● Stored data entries
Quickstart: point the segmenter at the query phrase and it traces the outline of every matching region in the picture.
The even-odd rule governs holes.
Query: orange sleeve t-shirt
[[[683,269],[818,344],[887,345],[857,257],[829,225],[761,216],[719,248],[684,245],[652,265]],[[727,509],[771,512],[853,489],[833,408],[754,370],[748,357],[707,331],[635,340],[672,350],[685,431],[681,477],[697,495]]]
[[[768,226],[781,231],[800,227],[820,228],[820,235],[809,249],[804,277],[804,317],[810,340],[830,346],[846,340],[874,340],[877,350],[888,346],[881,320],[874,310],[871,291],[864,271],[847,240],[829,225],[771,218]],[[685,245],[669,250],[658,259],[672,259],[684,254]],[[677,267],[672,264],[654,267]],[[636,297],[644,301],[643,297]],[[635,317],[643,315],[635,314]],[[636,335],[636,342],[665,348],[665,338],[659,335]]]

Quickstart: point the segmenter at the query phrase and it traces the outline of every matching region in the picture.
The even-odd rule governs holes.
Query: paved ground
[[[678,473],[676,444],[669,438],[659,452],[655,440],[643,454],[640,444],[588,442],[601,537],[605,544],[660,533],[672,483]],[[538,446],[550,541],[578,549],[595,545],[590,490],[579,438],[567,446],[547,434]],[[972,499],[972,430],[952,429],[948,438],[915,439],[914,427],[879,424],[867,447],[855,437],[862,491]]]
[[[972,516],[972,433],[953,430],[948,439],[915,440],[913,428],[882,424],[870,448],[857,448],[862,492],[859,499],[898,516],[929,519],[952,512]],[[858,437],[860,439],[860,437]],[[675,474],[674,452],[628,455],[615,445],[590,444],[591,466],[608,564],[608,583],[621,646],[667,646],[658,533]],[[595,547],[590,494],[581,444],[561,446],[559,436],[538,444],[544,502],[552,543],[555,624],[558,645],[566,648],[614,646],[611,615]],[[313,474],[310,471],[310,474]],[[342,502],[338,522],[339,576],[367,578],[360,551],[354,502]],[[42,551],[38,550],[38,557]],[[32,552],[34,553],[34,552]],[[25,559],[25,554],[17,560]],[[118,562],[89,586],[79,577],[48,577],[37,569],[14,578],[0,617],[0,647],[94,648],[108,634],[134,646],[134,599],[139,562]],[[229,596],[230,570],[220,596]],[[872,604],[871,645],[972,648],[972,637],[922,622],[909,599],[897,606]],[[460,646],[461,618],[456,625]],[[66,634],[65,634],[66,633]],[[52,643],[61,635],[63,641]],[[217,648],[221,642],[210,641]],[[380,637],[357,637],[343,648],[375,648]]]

● Instructions for the task
The response should consist of all the entries, transcribed exactly.

● Written response
Quickstart: point the segmenter at the query phrase and it traces the outline of every matching region in the picture.
The even-odd rule governs holes.
Query: orange sleeve t-shirt
[[[683,269],[818,344],[887,345],[857,257],[829,225],[761,216],[719,248],[684,245],[652,265]],[[727,509],[771,512],[853,489],[833,408],[754,370],[748,357],[707,331],[635,340],[672,350],[685,431],[681,477],[697,495]]]
[[[768,226],[781,231],[800,227],[820,228],[820,235],[809,249],[804,277],[804,317],[810,340],[830,346],[846,340],[874,340],[877,350],[888,346],[881,320],[874,310],[871,291],[864,271],[847,240],[829,225],[771,218]],[[685,245],[669,250],[658,259],[672,259],[684,254]],[[677,267],[672,264],[654,267]],[[636,297],[644,301],[643,297]],[[635,317],[643,315],[635,314]],[[636,335],[636,342],[665,348],[665,338],[659,335]]]

Quickstart: point the segmenter at the query phrase and it traces the outline of every matching region in the picture.
The even-odd rule governs holes.
Query: paved ground
[[[678,473],[676,444],[669,438],[659,452],[655,440],[643,454],[640,444],[588,442],[601,537],[605,544],[660,533],[672,483]],[[538,446],[550,541],[578,549],[595,545],[590,490],[579,438],[567,446],[547,434]],[[972,499],[972,430],[952,429],[948,438],[915,439],[914,427],[879,424],[867,447],[855,437],[862,491]]]
[[[972,516],[972,433],[953,430],[948,439],[915,440],[913,428],[882,424],[870,448],[857,448],[862,492],[859,499],[898,516],[929,519],[952,512]],[[858,437],[860,439],[860,437]],[[675,474],[674,452],[628,455],[615,445],[590,444],[591,466],[608,564],[608,583],[621,646],[667,646],[658,533]],[[595,547],[590,494],[581,444],[561,446],[559,436],[538,444],[544,502],[552,543],[555,624],[558,645],[566,648],[614,646],[611,615]],[[313,474],[310,471],[310,474]],[[342,502],[338,522],[339,576],[367,578],[360,551],[354,502]],[[42,551],[38,550],[38,557]],[[32,552],[34,553],[34,552]],[[25,559],[25,554],[17,560]],[[118,562],[89,586],[79,577],[48,577],[37,569],[14,578],[0,617],[0,647],[94,648],[108,634],[134,646],[134,599],[139,562]],[[229,596],[230,570],[220,596]],[[872,604],[871,645],[972,648],[972,637],[922,622],[909,599],[897,606]],[[460,646],[461,618],[456,625]],[[66,634],[65,634],[66,633]],[[52,643],[61,635],[63,641]],[[217,648],[221,642],[210,641]],[[380,637],[357,637],[343,648],[375,648]]]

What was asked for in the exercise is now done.